Lauréat "Ingénieur Technique" du Prix #ingESEO 2021, Jacques-Olivier PIEDNOIR s'est prêté à l'exercice de l'interview smartphone : souvenirs de l'école, parcours et conseils sont à découvrir !
Vice-Président de la société CADENCE DESIGN SYSTEMS, il a construit sa carrière dans la Silicon Valley et a contribué au développement de la Recherche à ESEO.
L'interview smartphone
Pourquoi des études d'ingénieur ? Quels conseils pour les étudiantes et étudiants ? Meilleure expérience ?
Qu’est-ce qui t'a motivé à suivre des études d’ingénieurs ?

Enregistrements extraits
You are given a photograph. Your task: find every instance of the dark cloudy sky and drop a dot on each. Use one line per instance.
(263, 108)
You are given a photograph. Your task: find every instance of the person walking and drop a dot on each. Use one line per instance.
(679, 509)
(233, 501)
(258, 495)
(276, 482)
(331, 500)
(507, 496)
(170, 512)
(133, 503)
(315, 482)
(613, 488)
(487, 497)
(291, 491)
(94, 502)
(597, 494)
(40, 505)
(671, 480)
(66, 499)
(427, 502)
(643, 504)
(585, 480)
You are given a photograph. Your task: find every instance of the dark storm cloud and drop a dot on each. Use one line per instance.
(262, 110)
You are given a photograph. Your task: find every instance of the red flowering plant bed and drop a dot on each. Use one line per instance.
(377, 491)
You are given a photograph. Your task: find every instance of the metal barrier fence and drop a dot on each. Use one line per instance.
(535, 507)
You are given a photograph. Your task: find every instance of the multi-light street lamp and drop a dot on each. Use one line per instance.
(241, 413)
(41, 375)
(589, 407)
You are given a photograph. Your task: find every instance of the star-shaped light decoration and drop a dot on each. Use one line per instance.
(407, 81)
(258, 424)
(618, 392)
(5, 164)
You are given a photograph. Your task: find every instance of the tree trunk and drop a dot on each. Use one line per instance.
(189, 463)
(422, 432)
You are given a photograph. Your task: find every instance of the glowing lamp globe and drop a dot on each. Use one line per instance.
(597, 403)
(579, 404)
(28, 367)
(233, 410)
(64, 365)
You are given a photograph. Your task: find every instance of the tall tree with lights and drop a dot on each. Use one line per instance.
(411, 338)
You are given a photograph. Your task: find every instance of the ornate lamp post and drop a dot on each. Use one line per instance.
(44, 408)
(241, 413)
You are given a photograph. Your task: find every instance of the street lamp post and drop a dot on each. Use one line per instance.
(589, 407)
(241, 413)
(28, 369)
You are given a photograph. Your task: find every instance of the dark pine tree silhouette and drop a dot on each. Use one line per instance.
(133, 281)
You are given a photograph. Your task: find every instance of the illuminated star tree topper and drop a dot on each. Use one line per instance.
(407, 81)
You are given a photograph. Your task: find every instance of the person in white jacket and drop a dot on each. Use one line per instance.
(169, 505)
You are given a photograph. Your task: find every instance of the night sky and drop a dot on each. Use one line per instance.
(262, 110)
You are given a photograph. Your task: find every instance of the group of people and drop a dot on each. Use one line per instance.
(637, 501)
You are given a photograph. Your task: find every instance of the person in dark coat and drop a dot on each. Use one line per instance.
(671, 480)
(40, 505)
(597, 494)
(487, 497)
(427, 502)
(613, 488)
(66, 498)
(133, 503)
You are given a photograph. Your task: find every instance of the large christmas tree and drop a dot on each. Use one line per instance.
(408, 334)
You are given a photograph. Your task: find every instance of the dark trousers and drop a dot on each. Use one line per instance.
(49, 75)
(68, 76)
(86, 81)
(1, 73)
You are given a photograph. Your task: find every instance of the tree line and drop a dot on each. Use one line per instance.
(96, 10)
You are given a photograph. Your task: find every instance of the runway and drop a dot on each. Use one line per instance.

> [Consigne 1]
D'après le texte sur Jacques-Olivier PIEDNOIR, de quelle société est-il vice-président ?
> [Consigne 2]
Rédigez la suite du texte sur Jacques-Olivier PIEDNOIR, en reprenant après sa dernière phrase.
La liste n'est pas nécessaire pour ce travail.

> [Réponse rédigée 1]
Il est vice-président de la société CADENCE DESIGN SYSTEMS.

> [Réponse rédigée 2]
J’aimais les maths et je connaissais bien un professeur ESEO, Mr Bardin ainsi qu’un alumni Jacky Leclerc. J’étais jeune (16 ans) et je ne savais pas quoi faire d’autres 😊
Peut-on parler de motivation ? En tout cas je n’ai jamais regretté.
Que dirais-tu à un étudiant, une étudiante aujourd’hui à ESEO ?
Suit les cours, tout pourra être utile à un moment venu.
Je fais de l’informatique appliquée à la conception assistée par ordinateur, j’ai souvent besoin de regarder des cours sur internet pour me rappeler des concepts de base.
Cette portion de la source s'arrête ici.